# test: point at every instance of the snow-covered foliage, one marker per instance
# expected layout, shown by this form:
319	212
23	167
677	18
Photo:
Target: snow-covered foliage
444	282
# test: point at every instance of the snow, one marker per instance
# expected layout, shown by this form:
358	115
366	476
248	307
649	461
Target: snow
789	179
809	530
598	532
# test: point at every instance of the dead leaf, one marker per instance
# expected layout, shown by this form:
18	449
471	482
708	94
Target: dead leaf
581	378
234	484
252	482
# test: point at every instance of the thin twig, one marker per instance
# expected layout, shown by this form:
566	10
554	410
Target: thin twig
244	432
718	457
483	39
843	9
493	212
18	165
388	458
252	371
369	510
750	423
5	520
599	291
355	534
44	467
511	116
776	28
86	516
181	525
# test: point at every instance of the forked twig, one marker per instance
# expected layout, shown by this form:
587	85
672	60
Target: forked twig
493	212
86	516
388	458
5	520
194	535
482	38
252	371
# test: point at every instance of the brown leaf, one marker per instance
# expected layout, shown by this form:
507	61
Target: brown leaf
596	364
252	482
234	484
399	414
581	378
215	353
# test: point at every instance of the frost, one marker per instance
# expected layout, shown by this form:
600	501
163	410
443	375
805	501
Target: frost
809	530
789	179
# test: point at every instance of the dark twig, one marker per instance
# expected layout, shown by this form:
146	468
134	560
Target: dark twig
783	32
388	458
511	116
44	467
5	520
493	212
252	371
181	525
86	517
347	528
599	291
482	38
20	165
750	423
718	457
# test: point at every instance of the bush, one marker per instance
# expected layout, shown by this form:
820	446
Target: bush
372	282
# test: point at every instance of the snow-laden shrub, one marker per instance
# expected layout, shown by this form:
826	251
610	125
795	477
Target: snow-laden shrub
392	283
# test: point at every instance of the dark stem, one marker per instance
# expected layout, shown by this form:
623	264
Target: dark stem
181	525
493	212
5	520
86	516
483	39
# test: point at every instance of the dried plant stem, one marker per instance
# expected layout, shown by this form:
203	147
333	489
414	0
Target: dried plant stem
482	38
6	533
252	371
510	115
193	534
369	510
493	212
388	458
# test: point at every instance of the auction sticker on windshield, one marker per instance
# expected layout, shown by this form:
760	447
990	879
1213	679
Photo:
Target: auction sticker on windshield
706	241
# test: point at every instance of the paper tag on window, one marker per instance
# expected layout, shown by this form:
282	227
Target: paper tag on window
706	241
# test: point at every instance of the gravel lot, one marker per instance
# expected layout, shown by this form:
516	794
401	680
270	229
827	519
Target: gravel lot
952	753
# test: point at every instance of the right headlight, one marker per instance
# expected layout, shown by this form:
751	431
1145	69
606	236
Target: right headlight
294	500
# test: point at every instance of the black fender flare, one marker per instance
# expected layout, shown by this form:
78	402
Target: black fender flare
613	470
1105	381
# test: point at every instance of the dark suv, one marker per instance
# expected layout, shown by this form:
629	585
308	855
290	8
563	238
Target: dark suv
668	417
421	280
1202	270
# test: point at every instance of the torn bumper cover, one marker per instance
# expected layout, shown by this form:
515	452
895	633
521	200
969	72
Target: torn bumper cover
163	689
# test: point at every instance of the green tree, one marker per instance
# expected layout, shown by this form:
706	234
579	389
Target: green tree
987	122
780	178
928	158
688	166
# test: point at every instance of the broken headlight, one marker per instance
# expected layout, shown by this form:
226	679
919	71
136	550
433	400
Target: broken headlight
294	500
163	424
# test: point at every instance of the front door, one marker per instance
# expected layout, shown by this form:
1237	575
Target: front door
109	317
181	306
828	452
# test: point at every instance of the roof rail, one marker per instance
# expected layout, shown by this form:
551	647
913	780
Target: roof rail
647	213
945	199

───

### WORK ITEM
Everything in the listing must be reproduced exactly; please include every line.

### EXERCISE ANSWER
# test: point at every instance of the snow-covered foliage, one marker per instance
# expected layout, shown by this form:
319	212
23	167
677	18
Photo:
Target: snow-covered foliage
444	282
# test: point at every instance of the snow, one marker per instance
# expected layout, shown by this form:
358	115
366	476
248	307
649	461
Target: snow
789	179
809	530
598	532
# test: point at every instance of the dead leaf, one marker per instance
# expected layout, shown by this form:
18	449
471	482
708	94
Target: dead leaf
581	378
234	484
252	482
# test: point at every instance of the thin twig, one marker per instance
# expected layout, shown by this form:
566	10
554	410
Target: thin twig
244	432
718	457
483	39
843	9
493	212
18	165
388	458
252	371
369	510
750	423
5	520
599	291
355	534
44	467
511	116
776	28
86	516
181	525
# test: point at every instance of the forked twig, one marker per instance
# expected layout, shown by this form:
587	85
672	60
Target: forked twig
493	212
86	516
388	458
5	520
194	535
482	38
252	371
# test: point at every instance of the brown leaf, one marker per instance
# expected layout, shown by this form:
507	61
Target: brown leaf
596	364
252	482
234	484
399	414
581	378
215	353
# test: point at every instance of the frost, one marker per instance
# expected layout, shown by this form:
600	501
163	410
443	375
805	501
Target: frost
809	530
789	179
# test: point at every instance of the dark twig, one marker per instance
# expected layout, shown by this form:
146	468
134	560
Target: dark twig
783	32
388	458
511	116
44	467
5	520
493	212
252	371
181	525
86	517
347	528
599	291
482	38
20	165
750	423
718	457
# test: point at every instance of the bush, one marker per instance
# expected layout, shown by this form:
820	446
Target: bush
372	282
# test: point at every instance of the snow-laden shrub, one marker per instance
# expected layout, shown by this form:
826	251
610	125
795	477
Target: snow-laden shrub
392	283
# test: point at every instance of the dark stem, one marker per instance
# expected layout, shown by this form:
623	264
Target: dark stem
181	525
493	212
5	520
86	516
483	39
# test: point at every instance of the dried plant stem, one marker per instance
# expected layout, shown by this form:
203	147
333	489
414	0
Target: dried plant stem
482	38
6	533
252	371
510	115
193	534
369	510
493	212
388	458
# test: point at every instance of the auction sticker on windshield, one marker per instance
# expected layout, shown by this form:
760	447
990	879
1213	679
Photo:
Target: auction sticker on windshield
706	241
# test: point at every instance of the paper tag on window, one marker per instance
# expected layout, shown by this form:
282	227
Target: paper tag on window
706	241
# test: point at every instance of the gravel lot, one marker per instance
# expected layout, shown by this form:
516	794
401	680
270	229
827	519
Target: gravel lot
952	753
# test: point at every instance of the right headlight, one marker per instance
# expected layout, shown by this form:
751	431
1145	69
606	236
Target: right headlight
294	500
# test: point at every instance of the black fender flare, one marker per instance
# expected layout, shown by this form:
78	402
Target: black fender flare
613	470
1105	381
# test: point at every instance of the dark suv, one marker per instance
# expected layout, shown by this form:
629	585
308	855
290	8
563	238
Target: dark suv
668	417
421	280
1202	270
# test: point at every instance of the torn bumper cover, one marker per instance
# expected layout, shown by this form:
515	452
895	633
521	200
969	72
Target: torn bumper cover
163	689
# test: point at every instance of the green tree, one marker per instance
# expected layout, shown by this form:
706	234
579	389
Target: green tree
987	122
780	178
928	158
688	166
# test: point at every instance of the broken headlight, one marker per instance
# expected layout, shown by this form:
226	679
919	71
136	550
433	400
Target: broken headlight
294	500
163	424
# test: point at every instance of the front door, one marker per instance
# expected layout, shown by this form:
1237	575
Target: front door
109	317
181	306
828	452
# test: point at every instance of the roof rail, one marker per instance
# expected layout, shown by this form:
551	647
913	780
Target: roof rail
647	213
945	199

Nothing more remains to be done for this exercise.